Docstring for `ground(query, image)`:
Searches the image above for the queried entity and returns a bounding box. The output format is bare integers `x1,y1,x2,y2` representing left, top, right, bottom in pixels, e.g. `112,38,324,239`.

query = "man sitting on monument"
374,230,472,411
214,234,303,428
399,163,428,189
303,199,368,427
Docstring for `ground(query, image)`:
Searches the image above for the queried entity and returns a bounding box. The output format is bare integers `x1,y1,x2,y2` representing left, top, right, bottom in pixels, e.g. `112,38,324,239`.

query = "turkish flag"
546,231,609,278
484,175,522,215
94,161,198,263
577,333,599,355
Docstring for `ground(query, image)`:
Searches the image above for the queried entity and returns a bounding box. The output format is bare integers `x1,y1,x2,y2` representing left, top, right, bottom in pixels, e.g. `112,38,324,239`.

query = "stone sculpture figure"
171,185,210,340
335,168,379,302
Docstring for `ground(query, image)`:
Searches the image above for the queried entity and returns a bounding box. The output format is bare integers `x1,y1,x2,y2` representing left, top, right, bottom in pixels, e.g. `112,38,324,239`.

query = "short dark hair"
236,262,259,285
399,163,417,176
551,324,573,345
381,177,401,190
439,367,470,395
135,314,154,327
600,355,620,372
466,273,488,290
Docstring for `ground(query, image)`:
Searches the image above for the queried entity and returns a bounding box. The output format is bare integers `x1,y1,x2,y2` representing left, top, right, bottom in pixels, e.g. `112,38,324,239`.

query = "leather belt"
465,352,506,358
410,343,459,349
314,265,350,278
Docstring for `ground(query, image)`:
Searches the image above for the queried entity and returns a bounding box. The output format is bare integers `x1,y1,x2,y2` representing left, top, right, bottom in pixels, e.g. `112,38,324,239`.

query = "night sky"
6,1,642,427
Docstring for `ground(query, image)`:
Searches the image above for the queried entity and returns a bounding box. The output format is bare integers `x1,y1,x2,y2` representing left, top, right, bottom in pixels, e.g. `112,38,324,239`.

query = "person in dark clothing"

TASK TO COMPLETE: Reproduce all of the rows above, changing each occurrence of "bounding box" to "enclosing rectangle" and leaving everything else unchanged.

ANSWER BELOW:
Docstring for `ground(query, image)`:
Searches the image above for the queried entity and returns a enclosing rectangle. The output format is bare integers `x1,y1,x2,y2` representing left, top, right, bottom in pixels, e.g. `112,38,324,239`.

query = "man sitting on monument"
374,230,472,411
214,234,303,428
399,163,428,189
303,199,368,427
Docstring for `ground(query, image)`:
Searches the image above for the queried entity and returns a enclosing rectangle. The output format is bare integers `x1,y1,x2,y2` representing left, top, right, bottom in pixels, e.g. `112,38,324,239`.

query = "turkish flag"
546,231,609,278
484,175,522,215
94,161,198,263
577,333,599,355
Docstring for `ground(query, image)`:
Searches the image above for the queried entity and returns a enclosing rectangle. The output format is bare integers `x1,y1,x2,y2` representing left, top, right, bottom in pixels, e.g. `112,38,324,239`.

query = "stone sculpture figure"
171,185,210,340
335,168,379,302
Docstring for `ground(query, image)`:
Searches the image above for the queried entity and returns a enclosing rectangle. The output format is bare integers `x1,y1,x2,y2` representing left, top, right, bottom in pixels, e.g. `112,38,324,239`.

query = "short dark hair"
236,262,259,285
399,163,417,176
551,324,573,345
381,177,401,190
439,367,470,395
135,314,154,327
600,355,620,372
466,273,488,290
Docstring for `ground(query, image)`:
Searches the image above for the queried entity and returns a enclosing rectangle. The output format is bare integers `x1,y1,x2,y2` representing left, top, right, bottom in pixels, e.g. `112,38,324,239`.

query = "leather belt"
465,352,506,358
410,343,459,349
314,265,350,278
Docstring for `ground(query, image)`:
Searches the image above for the queried entity and returns a enclosing rectangle. The output format is bare integers `x1,y1,x2,y2` representing left, top, right, bottom in pixels, e.g. `112,38,324,239`.

query = "night sky"
6,1,642,427
Docstring for `ground(query, image)`:
Searches the image above for the queried entity and returns a enclosing rectangle. The output format is bare integers `x1,y1,x2,y2` representing left, top, right, bottom in pixels, e.g. `112,38,324,239`.

query = "person in dark clothing"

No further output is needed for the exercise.